_THE INPUT_.
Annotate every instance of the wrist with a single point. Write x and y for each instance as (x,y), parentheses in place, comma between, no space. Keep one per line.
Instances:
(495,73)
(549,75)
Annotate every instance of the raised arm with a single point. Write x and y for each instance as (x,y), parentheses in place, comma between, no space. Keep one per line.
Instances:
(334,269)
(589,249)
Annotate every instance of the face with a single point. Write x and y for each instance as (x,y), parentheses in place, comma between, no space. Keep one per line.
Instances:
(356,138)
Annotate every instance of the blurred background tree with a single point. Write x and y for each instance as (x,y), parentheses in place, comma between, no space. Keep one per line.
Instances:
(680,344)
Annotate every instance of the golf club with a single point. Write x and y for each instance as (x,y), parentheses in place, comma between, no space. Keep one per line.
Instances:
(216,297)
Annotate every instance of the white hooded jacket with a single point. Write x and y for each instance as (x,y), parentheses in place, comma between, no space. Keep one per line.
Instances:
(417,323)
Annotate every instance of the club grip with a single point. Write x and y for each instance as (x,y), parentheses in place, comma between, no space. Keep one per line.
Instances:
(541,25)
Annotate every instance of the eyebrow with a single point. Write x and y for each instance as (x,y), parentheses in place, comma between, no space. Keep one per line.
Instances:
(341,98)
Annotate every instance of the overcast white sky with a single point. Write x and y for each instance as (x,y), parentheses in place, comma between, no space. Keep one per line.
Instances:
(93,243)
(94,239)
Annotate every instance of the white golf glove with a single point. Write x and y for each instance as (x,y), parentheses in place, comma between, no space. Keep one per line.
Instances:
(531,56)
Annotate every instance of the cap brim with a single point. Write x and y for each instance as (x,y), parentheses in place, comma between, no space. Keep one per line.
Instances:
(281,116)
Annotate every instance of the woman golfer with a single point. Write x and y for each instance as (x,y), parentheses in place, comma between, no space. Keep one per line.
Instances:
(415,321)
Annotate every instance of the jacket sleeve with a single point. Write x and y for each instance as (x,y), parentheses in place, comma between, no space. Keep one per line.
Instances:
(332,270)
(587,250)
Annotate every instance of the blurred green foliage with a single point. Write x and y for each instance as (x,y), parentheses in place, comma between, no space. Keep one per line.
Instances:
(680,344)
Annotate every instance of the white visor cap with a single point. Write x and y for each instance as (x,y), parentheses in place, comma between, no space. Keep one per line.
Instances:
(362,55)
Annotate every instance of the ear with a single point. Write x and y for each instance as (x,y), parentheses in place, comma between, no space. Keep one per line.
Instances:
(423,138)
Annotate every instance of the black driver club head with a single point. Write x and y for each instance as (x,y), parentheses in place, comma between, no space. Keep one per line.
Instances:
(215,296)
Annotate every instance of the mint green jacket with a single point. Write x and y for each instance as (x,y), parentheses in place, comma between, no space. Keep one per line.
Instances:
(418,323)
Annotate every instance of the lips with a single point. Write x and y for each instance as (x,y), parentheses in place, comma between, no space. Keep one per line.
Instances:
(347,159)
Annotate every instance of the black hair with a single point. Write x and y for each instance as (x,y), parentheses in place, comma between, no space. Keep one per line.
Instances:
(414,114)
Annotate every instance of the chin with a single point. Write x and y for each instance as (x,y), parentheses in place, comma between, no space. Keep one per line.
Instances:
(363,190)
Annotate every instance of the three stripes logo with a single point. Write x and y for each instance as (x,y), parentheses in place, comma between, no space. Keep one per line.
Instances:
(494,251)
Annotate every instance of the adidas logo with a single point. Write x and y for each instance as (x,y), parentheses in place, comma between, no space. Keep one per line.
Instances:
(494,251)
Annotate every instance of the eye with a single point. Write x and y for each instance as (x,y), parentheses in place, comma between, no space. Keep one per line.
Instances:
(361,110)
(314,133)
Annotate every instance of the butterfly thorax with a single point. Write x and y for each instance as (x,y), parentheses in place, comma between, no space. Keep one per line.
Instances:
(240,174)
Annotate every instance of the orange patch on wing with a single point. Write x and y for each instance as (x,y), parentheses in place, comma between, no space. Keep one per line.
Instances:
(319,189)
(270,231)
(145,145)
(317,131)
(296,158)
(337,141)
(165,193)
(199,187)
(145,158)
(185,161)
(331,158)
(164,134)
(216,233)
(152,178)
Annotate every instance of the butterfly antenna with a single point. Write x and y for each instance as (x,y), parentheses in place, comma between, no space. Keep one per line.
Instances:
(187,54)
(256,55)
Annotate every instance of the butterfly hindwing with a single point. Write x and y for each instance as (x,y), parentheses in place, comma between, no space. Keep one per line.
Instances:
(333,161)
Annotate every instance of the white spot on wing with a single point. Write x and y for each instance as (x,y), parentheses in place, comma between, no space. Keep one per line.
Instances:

_EXERCISE DIRECTIONS_. Print the records above exactly as they appear.

_REPLY TO THE EXERCISE_.
Annotate every instance of the wrist with a single point. Write x and y for each instance as (x,y), parentheses in place, comma between, no space. Keep one per line.
Instances:
(495,73)
(549,75)
Annotate every instance of the raised arm with a single point. Write x and y for each instance as (x,y), parentheses in place, comma between, no space. Keep one per line.
Instances:
(334,269)
(589,249)
Annotate every instance of the face with a single point. Write x and y for each instance as (x,y), parentheses in place, comma between, no space. Keep one per line.
Instances:
(356,138)
Annotate every instance of the blurred background tree with a single point. Write x and y for each instance as (x,y), parentheses in place, comma between, no space. Keep one per line.
Instances:
(680,344)
Annotate every instance of the golf club with a single point. Write x and y for each instance as (x,y), parentheses in place, comma between, no space. Keep one per line.
Instances:
(216,297)
Annotate every instance of the white hooded jacket with a single point. Write x and y for each instance as (x,y), parentheses in place, comma between, no space. Keep one per line.
Instances:
(417,323)
Annotate every instance of the club grip with a single point. Write x and y for each instance as (x,y), parentheses in place, comma between, no space. Keep one per line.
Instances:
(541,25)
Annotate every instance of the eyebrow with a single point. Write x and y for each instance as (x,y), parentheses in place, comma between, no space. Keep one per line.
Instances:
(341,98)
Annotate every instance of the overcast white sky with a single point. Write x and y for each instance as (x,y), parentheses in place, comma between, no space. Keep one per line.
Instances:
(93,243)
(94,239)
Annotate every instance of the white golf glove with a single point. Write x and y for each instance as (x,y), parentheses in place, comma between, no space. Keep one per line.
Instances:
(531,56)
Annotate every instance of the cap brim with a single point. Write x and y for each instance as (x,y), parentheses in place, comma between, no space. Keep one per line.
Instances:
(281,116)
Annotate every instance of the woman golfer with a single point. Write x and y for each instance as (x,y), parentheses in place, comma between, no space. Keep one per line.
Instances:
(415,321)
Annotate every instance of the jacket sleeve with a single point. Write x and y for each instance as (x,y), parentheses in place, comma between, no space. Keep one per line.
Instances:
(332,270)
(587,250)
Annotate every instance of the blurred green foliage with a single point. Write x and y for each instance as (x,y), parentheses in place, comma between, no space. Keep one per line.
Instances:
(680,344)
Annotate every instance of the white visor cap with a single point. Write x and y for each instance as (x,y), parentheses in place, comma between, no space. Keep one per line.
Instances:
(362,55)
Annotate every instance of the ear with a single point. Write x and y for each instance as (x,y), parentheses in place, comma between, no space. Keep one per line.
Instances:
(423,138)
Annotate every instance of the black driver club head with a single point. Write x and y for each instance as (x,y), parentheses in place, comma between, no space. Keep one per line.
Instances:
(215,296)
Annotate every instance of the mint green jacket with a single point. Write x and y for each instance as (x,y), parentheses in place, comma between, no space. Keep one per line.
Instances:
(418,323)
Annotate every instance of the lips with a single point. Write x and y for each instance as (x,y), parentheses in place, comma between, no space. Keep one per line.
Instances:
(347,159)
Annotate every instance of the black hair with a single point. Write x and y for each instance as (x,y), parentheses in place, comma between, no space. Keep one per line.
Instances:
(414,114)
Annotate every instance of the chin with a single point. Write x and y for each instance as (x,y), parentheses in place, comma between, no space. Keep one per line.
Instances:
(363,190)
Annotate every instance of the three stripes logo with a single point. Write x and y for each instance as (x,y), parentheses in place, comma between, no space. Keep one per line.
Instances:
(494,251)
Annotate every instance of the adidas logo with a single point. Write x and y for each instance as (x,y), parentheses in place, comma between, no space. Keep one per line.
Instances:
(494,251)
Annotate every instance of the eye with a single point. Write x and y for each instance as (x,y), parentheses in place, comma between, no space. Keep one per line.
Instances:
(361,110)
(314,133)
Annotate every instance of the butterfly thorax with a single point. Write x and y for each instance as (x,y), parentheses in place, comma between, no space. Keep one per line.
Instances:
(240,174)
Annotate every instance of the orange patch on wing with a single point. Write x and y for each instance as (x,y), parentheses in place, comma between, no space. Keep one per line.
Instances:
(319,189)
(270,231)
(145,145)
(317,131)
(296,158)
(337,141)
(165,193)
(199,187)
(145,158)
(185,161)
(331,158)
(164,134)
(216,233)
(152,178)
Annotate every instance of the butterfly antenna with a single point. Write x and y for each instance as (x,y), parentheses in place, comma between, no space. Keep one per line.
Instances:
(187,54)
(256,55)
Annotate every instance of the butterfly hindwing with a single point. Write x and y for each instance as (x,y), parentheses in place, comma between, no space. Keep one per line.
Instances:
(333,161)
Annotate every instance of the white spot on wing with a single point. Write x and y for each instance as (x,y), parentheses in place, comma between, no space. Keep one per line.
Instances:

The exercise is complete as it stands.